**TASK INSTRUCTIONS:** Reproduce the material below line for line, with no changes.

**EXTRACTED DATA:**
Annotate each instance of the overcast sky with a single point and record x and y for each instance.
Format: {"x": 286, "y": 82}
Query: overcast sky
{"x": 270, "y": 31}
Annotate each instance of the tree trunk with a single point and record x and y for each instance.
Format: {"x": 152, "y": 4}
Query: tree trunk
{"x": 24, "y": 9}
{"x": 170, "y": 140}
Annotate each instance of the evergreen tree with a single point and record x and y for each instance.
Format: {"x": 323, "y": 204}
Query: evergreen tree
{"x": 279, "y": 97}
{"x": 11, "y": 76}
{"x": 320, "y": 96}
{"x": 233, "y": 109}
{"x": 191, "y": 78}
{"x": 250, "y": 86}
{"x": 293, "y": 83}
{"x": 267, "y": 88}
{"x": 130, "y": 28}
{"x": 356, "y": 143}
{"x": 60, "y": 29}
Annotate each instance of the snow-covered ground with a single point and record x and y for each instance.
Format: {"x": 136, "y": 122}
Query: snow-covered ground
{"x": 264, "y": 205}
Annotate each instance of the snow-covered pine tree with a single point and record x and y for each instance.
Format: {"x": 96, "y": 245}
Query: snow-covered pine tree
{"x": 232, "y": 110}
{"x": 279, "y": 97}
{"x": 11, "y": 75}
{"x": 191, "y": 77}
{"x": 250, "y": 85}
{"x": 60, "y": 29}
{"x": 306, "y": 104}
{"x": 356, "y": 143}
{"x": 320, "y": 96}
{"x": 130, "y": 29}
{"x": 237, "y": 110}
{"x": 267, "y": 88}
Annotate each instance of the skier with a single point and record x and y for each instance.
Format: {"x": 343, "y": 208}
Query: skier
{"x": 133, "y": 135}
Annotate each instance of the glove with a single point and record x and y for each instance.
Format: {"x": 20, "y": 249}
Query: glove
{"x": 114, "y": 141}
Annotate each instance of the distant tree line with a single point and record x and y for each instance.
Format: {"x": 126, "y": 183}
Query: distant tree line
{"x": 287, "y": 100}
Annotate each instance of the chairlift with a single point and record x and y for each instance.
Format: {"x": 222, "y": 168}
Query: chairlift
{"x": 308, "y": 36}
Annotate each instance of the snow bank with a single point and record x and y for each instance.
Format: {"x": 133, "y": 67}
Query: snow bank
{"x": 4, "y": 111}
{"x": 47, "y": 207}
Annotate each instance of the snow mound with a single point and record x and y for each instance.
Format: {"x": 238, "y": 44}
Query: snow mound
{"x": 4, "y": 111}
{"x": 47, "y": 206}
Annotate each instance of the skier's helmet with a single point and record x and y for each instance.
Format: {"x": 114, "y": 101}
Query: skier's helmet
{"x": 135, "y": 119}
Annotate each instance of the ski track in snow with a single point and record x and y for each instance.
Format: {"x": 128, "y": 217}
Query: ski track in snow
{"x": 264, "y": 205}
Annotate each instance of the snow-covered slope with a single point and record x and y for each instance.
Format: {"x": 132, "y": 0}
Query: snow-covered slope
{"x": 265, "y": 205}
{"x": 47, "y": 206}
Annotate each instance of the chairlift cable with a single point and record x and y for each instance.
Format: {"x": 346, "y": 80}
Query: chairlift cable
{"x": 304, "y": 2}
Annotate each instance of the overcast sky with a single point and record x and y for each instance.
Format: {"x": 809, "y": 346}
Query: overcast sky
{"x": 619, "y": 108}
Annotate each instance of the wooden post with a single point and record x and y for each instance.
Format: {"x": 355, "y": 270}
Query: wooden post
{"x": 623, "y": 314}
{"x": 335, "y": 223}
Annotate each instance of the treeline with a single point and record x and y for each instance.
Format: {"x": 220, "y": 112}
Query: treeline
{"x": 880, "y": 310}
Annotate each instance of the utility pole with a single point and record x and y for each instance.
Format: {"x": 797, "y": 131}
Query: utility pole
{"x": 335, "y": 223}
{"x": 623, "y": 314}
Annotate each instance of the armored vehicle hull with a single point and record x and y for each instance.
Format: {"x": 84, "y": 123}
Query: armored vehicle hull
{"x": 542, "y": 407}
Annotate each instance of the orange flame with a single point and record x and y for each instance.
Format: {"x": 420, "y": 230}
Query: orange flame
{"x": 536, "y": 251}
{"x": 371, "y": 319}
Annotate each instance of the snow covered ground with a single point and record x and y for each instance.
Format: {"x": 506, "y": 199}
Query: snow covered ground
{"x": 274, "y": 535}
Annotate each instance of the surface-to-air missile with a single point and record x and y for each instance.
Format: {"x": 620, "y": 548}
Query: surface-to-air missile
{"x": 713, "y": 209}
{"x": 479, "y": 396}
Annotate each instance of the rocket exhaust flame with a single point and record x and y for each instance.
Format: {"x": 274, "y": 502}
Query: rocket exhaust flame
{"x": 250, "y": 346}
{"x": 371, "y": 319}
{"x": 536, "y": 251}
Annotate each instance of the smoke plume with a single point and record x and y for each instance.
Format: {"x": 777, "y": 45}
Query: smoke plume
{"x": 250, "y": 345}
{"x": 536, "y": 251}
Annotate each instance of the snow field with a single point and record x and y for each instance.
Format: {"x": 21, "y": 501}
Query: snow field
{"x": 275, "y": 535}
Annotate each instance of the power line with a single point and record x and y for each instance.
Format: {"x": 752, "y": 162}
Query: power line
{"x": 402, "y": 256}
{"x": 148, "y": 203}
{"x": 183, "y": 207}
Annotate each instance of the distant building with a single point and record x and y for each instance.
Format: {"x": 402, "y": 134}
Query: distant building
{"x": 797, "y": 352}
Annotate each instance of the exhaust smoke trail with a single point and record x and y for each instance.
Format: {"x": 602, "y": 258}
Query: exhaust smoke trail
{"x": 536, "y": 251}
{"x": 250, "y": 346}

**ANSWER TO THE TASK:**
Annotate each instance of the overcast sky with a single point and record x and y for each instance.
Format: {"x": 286, "y": 82}
Query: overcast sky
{"x": 270, "y": 31}
Annotate each instance of the tree trunk with a single point and record x and y for each instance.
Format: {"x": 152, "y": 4}
Query: tree trunk
{"x": 24, "y": 9}
{"x": 170, "y": 140}
Annotate each instance of the evergreen tree with a single point and record x and y for each instance.
Format: {"x": 323, "y": 204}
Query: evergreen tree
{"x": 279, "y": 97}
{"x": 11, "y": 76}
{"x": 320, "y": 96}
{"x": 233, "y": 109}
{"x": 191, "y": 78}
{"x": 250, "y": 86}
{"x": 293, "y": 83}
{"x": 267, "y": 88}
{"x": 130, "y": 28}
{"x": 356, "y": 143}
{"x": 60, "y": 29}
Annotate each instance of the snow-covered ground with a single point and record x and y for each instance.
Format: {"x": 136, "y": 122}
Query: snow-covered ground
{"x": 264, "y": 205}
Annotate each instance of the snow-covered pine tree with a single point and record x and y for each instance.
Format: {"x": 96, "y": 245}
Query: snow-covered pine tree
{"x": 232, "y": 110}
{"x": 279, "y": 97}
{"x": 11, "y": 75}
{"x": 191, "y": 77}
{"x": 250, "y": 85}
{"x": 60, "y": 29}
{"x": 306, "y": 104}
{"x": 356, "y": 143}
{"x": 320, "y": 96}
{"x": 130, "y": 29}
{"x": 237, "y": 110}
{"x": 267, "y": 88}
Annotate each instance of the skier with a single point and record x and y for each instance.
Format: {"x": 343, "y": 208}
Query: skier
{"x": 133, "y": 135}
Annotate each instance of the glove with a single point and record x and y for each instance.
Format: {"x": 20, "y": 249}
Query: glove
{"x": 114, "y": 141}
Annotate each instance of the distant tree line with a single point and record x and y for each instance.
Format: {"x": 126, "y": 183}
Query: distant tree line
{"x": 287, "y": 100}
Annotate each instance of the chairlift with a single point and record x and y for each instance.
Format: {"x": 222, "y": 168}
Query: chairlift
{"x": 308, "y": 36}
Annotate each instance of the snow bank with a single point and record x and y for each instance.
Format: {"x": 133, "y": 67}
Query: snow bank
{"x": 4, "y": 111}
{"x": 47, "y": 207}
Annotate each instance of the snow mound with a single point and record x and y for each instance.
Format: {"x": 238, "y": 44}
Query: snow mound
{"x": 4, "y": 111}
{"x": 47, "y": 206}
Annotate each instance of the skier's helmet with a single point and record x and y for each instance.
Format: {"x": 114, "y": 101}
Query: skier's helmet
{"x": 135, "y": 119}
Annotate each instance of the ski track in snow with a single point and record x and y for each instance.
Format: {"x": 128, "y": 217}
Query: ski track in snow
{"x": 264, "y": 205}
Annotate each instance of the snow-covered slope with a single point and record x and y for each instance.
Format: {"x": 132, "y": 0}
Query: snow-covered slope
{"x": 265, "y": 205}
{"x": 47, "y": 206}
Annotate each instance of the chairlift cable with a single point and record x and y for each instance.
Format: {"x": 346, "y": 80}
Query: chairlift cable
{"x": 304, "y": 2}
Annotate each instance of the overcast sky with a single point and record x and y for each instance.
Format: {"x": 809, "y": 346}
Query: overcast sky
{"x": 619, "y": 108}
Annotate each instance of the wooden post with a single point and record x and y for each instance.
Format: {"x": 355, "y": 270}
Query: wooden post
{"x": 623, "y": 314}
{"x": 335, "y": 223}
Annotate each instance of the treeline with a single point and record x and y for each instance.
Format: {"x": 220, "y": 112}
Query: treeline
{"x": 880, "y": 310}
Annotate each instance of the utility pole with a single point and record x and y for each instance.
Format: {"x": 797, "y": 131}
Query: utility pole
{"x": 335, "y": 223}
{"x": 623, "y": 314}
Annotate each instance of the armored vehicle hull with a single point and record x and y for each instance.
Format: {"x": 84, "y": 123}
Query: armored vehicle hull
{"x": 542, "y": 407}
Annotate each instance of the orange flame with a single point and record x and y for each instance.
Format: {"x": 420, "y": 230}
Query: orange flame
{"x": 536, "y": 251}
{"x": 371, "y": 319}
Annotate each instance of the snow covered ground with a single point and record x and y for each instance.
Format: {"x": 506, "y": 199}
Query: snow covered ground
{"x": 274, "y": 535}
Annotate each instance of the surface-to-air missile with a single point and record x and y for each instance.
Format: {"x": 620, "y": 548}
Query: surface-to-air missile
{"x": 713, "y": 209}
{"x": 479, "y": 396}
Annotate each instance of the rocket exhaust flame with a single point and record x and y for each instance.
Format: {"x": 274, "y": 502}
Query: rocket exhaust flame
{"x": 250, "y": 346}
{"x": 371, "y": 319}
{"x": 536, "y": 251}
Annotate each instance of the smoke plume with a single point and record x and y for each instance.
Format: {"x": 777, "y": 45}
Query: smoke plume
{"x": 250, "y": 345}
{"x": 536, "y": 251}
Annotate each instance of the snow field with a single point and record x and y for each instance.
Format: {"x": 21, "y": 501}
Query: snow field
{"x": 275, "y": 535}
Annotate each instance of the power line with a single point and record x and y for each instance.
Format: {"x": 752, "y": 162}
Query: power line
{"x": 402, "y": 256}
{"x": 148, "y": 203}
{"x": 183, "y": 207}
Annotate each instance of the distant building with a single point and record x and y for each instance.
Format: {"x": 402, "y": 134}
Query: distant building
{"x": 797, "y": 352}
Annotate each instance of the exhaust smoke trail with a single point and record x and y for each instance.
Format: {"x": 602, "y": 258}
Query: exhaust smoke trail
{"x": 536, "y": 251}
{"x": 250, "y": 346}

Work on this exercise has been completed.